• **Task brief**
The lines to repeat are those below from the one containing "Rules. Find each instance of the sky" down to the one containing "Rules. Find each instance of the reflector", both included; reproduce them exactly and nothing else.

━━ Source material ━━

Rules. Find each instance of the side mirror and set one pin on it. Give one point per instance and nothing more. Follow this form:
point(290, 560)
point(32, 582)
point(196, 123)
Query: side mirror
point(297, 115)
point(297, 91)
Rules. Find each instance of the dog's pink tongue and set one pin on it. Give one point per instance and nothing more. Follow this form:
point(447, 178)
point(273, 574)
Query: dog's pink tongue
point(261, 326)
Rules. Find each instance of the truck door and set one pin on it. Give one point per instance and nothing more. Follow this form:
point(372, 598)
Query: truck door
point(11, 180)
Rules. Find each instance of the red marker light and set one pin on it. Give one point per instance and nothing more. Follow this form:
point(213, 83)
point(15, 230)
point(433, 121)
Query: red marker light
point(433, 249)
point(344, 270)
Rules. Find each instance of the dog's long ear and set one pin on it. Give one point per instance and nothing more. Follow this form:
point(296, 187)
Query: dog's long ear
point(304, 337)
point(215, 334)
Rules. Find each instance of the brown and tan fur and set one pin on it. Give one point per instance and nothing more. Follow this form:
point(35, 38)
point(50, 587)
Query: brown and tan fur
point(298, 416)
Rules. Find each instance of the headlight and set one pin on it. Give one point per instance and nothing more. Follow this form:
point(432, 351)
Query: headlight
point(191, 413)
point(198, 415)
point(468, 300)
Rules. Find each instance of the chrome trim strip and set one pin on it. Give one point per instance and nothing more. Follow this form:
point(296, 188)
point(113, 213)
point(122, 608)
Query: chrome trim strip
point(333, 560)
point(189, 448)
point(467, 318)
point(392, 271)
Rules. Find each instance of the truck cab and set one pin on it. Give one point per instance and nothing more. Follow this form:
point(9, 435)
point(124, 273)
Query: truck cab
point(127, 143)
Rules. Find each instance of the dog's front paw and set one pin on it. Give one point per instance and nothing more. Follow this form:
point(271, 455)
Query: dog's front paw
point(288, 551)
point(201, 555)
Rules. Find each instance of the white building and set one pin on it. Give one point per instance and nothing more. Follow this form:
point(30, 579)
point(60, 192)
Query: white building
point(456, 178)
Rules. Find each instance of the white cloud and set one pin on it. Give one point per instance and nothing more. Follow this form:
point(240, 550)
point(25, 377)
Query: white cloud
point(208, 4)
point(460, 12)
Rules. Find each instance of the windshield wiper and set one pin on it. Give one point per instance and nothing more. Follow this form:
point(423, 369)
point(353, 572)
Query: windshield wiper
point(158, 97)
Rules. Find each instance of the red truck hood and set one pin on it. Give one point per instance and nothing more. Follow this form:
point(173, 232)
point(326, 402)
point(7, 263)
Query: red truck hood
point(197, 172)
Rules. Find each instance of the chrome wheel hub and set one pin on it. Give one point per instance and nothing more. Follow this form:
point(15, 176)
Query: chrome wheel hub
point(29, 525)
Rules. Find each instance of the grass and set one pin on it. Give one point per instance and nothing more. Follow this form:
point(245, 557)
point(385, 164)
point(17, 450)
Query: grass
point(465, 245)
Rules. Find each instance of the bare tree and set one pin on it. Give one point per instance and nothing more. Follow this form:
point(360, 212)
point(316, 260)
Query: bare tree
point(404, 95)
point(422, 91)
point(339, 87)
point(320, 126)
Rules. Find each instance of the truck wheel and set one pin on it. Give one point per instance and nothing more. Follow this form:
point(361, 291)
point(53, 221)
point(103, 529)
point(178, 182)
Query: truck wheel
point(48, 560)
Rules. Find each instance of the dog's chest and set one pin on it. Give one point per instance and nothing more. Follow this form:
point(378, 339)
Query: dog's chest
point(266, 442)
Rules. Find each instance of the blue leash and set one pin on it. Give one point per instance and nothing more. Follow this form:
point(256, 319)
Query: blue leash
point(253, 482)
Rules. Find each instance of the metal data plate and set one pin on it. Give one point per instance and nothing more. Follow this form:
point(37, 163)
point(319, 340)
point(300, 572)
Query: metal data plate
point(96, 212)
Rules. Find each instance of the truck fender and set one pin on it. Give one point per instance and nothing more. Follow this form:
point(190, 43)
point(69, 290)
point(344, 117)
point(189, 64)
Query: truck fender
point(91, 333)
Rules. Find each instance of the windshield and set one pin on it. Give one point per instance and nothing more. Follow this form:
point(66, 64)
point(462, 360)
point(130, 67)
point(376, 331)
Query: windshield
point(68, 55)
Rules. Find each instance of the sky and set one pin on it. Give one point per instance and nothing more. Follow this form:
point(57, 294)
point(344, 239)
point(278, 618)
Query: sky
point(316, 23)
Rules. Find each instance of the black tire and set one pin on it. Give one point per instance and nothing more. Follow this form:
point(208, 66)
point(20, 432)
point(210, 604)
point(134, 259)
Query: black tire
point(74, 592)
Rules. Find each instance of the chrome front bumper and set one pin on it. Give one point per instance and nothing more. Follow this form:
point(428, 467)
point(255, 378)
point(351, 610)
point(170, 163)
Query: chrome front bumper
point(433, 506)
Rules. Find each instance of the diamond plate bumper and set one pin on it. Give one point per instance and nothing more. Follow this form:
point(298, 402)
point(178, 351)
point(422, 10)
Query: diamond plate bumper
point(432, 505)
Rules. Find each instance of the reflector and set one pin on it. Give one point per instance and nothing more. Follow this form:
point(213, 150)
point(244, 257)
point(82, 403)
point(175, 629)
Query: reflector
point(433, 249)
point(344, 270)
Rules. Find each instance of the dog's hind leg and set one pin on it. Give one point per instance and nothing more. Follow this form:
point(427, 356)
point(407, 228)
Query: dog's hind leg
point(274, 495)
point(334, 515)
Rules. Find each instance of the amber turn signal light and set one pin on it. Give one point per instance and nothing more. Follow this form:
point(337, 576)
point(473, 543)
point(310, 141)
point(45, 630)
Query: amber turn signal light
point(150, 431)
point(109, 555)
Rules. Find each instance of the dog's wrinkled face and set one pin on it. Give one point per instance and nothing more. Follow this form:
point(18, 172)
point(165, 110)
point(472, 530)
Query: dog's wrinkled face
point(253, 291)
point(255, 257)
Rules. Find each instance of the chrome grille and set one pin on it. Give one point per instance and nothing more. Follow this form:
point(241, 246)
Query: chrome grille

━━━

• **Task response**
Rules. Find each instance of the sky and set one pin on it. Give one point per instance and nothing more. Follow this form:
point(57, 294)
point(344, 239)
point(278, 618)
Query: sky
point(316, 23)
Rules. Find each instance of the black tire and set one pin on it. Give one point per instance and nothing more. Follow this form:
point(208, 66)
point(20, 432)
point(210, 604)
point(134, 259)
Query: black tire
point(74, 592)
Rules. Find each instance of the chrome front bumper and set one pin on it. Give one point per instance and nothing more. Follow this form:
point(428, 467)
point(255, 378)
point(351, 610)
point(170, 163)
Query: chrome front bumper
point(433, 506)
Rules. Find each instance of the diamond plate bumper and set one pin on it. Give one point per instance and nothing more. Follow this form:
point(298, 402)
point(178, 351)
point(422, 10)
Query: diamond plate bumper
point(432, 505)
Rules. Find each instance of the reflector and set one pin on it. Give one point per instance and nothing more. Follow this form:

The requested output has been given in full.